◆ WRITTEN TASK 1:
In two sentences, summarize the text on Scotland's geology.

◆ GIVEN TEXT:

= = = = =

A new format has been adopted to provide a different perspective on the geology of Scotland. A brief Introduction is followed by a chapter outlining some of the important historical aspects that in the 19th century placed Scottish geologists at the forefront of a new science.
Scotland is constructed from a number of terranes that finally combined in roughly their present positions prior to about 410 million years ago. Thus the geology of each terrane is described up to the time of amalgamation, providing chapters on the Southern Uplands, Midland Valley, Northern Highland, Grampian and Hebridean terranes. At the end of this section, a brief synthesis summarizes the events that resulted in the amalgamation of the various terranes into the present configuration.
Traditional practice is followed in the description of the Old Red Sandstone, Carboniferous, Permo-Trias, Jurassic, Cretaceous, Tertiary and Quaternary strata. A separate chapter covers Tertiary igneous rocks. An attempt is made to tell the story of the geological evolution of Scotland, rather than catalogue all areas and formations. Priority is given to the onshore geology, encouraging the reader to go into the field and visit some of the world-class geology on show in Scotland. The chapters are broadly-based, attempting to integrate the sedimentary and igneous histories, and summarize changes in palaeogeography and palaeoenvironments.
Economic aspects are covered with chapters on Metalliferous Minerals, Bulk Resources, Coal and Hydrocarbons. A new departure is a chapter on aspects of Environmental Geology and sustainability.
Additionally, this publication contains a colour section of 32 plates, illustrating aspects of Scottish Geology, as well as a coloured geological map of Scotland.

= = = = =

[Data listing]
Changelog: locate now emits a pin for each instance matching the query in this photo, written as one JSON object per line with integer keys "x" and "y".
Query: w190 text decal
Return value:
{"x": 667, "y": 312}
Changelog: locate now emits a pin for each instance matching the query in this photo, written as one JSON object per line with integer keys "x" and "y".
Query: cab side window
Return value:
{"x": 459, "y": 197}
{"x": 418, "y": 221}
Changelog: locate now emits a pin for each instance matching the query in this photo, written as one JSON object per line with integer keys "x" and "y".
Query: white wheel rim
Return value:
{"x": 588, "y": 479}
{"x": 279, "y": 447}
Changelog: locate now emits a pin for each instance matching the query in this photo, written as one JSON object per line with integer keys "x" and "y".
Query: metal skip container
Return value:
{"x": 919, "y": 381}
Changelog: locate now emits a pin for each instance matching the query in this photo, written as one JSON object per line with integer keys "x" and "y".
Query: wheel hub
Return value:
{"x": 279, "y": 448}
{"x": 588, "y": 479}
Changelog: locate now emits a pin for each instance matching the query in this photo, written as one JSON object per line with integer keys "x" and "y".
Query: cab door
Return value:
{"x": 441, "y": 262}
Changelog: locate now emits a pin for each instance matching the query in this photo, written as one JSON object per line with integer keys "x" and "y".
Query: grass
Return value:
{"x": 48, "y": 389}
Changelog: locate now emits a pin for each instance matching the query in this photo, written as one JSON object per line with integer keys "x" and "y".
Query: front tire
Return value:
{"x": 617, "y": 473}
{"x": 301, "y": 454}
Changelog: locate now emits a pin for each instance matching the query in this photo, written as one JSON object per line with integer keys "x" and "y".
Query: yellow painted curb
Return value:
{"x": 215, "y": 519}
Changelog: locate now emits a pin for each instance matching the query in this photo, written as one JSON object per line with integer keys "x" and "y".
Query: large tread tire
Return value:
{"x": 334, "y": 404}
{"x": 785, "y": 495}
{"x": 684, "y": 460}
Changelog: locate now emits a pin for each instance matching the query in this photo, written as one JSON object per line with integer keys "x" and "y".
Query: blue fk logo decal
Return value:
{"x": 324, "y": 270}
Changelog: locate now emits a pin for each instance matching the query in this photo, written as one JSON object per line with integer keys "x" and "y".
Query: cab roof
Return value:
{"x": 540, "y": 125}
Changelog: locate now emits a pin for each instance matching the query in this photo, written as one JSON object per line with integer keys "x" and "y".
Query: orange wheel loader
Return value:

= = = = =

◆ WRITTEN TASK 2:
Please select every line of the records that contains the word "decal".

◆ CORRECT RESULT 1:
The publication opens with an introduction and a chapter on the history that put 19th-century Scottish geologists at the forefront of a new science, then describes each terrane up to its amalgamation before about 410 million years ago, followed by the strata from the Old Red Sandstone to the Quaternary and a chapter on Tertiary igneous rocks. It also covers economic topics such as metalliferous minerals, bulk resources, coal and hydrocarbons, adds a chapter on environmental geology and sustainability, and includes 32 color plates and a colored geological map of Scotland.

◆ CORRECT RESULT 2:
Query: w190 text decal
Query: blue fk logo decal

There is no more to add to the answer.